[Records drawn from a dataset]
Segment Open

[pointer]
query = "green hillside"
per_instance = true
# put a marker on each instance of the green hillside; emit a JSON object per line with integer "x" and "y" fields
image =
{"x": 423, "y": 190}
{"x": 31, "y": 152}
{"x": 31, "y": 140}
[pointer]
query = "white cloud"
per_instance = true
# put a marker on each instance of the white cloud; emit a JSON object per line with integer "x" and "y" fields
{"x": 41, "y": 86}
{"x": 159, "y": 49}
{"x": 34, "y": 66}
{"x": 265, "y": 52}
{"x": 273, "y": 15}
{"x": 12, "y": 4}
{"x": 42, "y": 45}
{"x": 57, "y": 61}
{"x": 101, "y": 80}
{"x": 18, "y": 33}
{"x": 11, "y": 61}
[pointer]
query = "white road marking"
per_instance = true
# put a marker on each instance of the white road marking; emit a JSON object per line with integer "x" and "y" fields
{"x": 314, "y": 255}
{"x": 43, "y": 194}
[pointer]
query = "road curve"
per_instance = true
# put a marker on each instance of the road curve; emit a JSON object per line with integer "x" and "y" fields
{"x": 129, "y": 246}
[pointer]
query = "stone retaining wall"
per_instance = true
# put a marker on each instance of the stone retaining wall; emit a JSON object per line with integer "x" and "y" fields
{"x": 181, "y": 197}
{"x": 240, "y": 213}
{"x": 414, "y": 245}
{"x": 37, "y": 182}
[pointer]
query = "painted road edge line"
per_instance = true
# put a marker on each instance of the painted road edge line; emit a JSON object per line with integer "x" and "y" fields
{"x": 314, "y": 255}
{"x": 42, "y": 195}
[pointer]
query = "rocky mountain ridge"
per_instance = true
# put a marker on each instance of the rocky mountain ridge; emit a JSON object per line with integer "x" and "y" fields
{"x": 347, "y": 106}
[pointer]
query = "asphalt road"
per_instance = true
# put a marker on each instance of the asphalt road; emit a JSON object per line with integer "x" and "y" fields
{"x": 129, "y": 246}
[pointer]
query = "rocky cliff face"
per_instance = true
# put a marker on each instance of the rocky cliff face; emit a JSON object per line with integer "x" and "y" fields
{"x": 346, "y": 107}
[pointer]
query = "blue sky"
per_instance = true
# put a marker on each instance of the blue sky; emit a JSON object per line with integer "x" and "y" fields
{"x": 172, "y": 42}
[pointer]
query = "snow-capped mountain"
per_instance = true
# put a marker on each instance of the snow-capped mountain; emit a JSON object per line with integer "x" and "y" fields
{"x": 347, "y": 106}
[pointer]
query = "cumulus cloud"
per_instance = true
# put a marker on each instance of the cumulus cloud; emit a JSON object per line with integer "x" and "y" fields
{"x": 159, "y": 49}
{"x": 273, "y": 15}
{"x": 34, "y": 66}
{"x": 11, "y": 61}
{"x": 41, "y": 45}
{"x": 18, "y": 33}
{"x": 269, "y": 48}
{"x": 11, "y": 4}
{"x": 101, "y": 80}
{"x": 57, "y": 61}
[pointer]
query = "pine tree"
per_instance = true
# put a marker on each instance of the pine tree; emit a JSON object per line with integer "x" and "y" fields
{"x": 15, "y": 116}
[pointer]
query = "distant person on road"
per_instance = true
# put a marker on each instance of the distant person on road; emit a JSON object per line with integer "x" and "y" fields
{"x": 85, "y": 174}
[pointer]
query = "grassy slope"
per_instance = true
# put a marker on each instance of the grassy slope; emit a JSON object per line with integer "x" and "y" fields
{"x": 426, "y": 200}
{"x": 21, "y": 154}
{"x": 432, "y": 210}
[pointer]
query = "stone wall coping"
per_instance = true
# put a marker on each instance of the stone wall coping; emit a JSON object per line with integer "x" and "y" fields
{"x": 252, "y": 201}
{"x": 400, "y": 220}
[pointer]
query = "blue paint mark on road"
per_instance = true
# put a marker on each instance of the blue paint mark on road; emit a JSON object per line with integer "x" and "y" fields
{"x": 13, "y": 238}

Segment Closed

=== The task ===
Copy out every line in the records where the word "green" is found.

=== Completed exercise ===
query = "green hillside"
# put a marker on each instance of the green hillside; emit a JSON object per line with integer "x" and "y" fields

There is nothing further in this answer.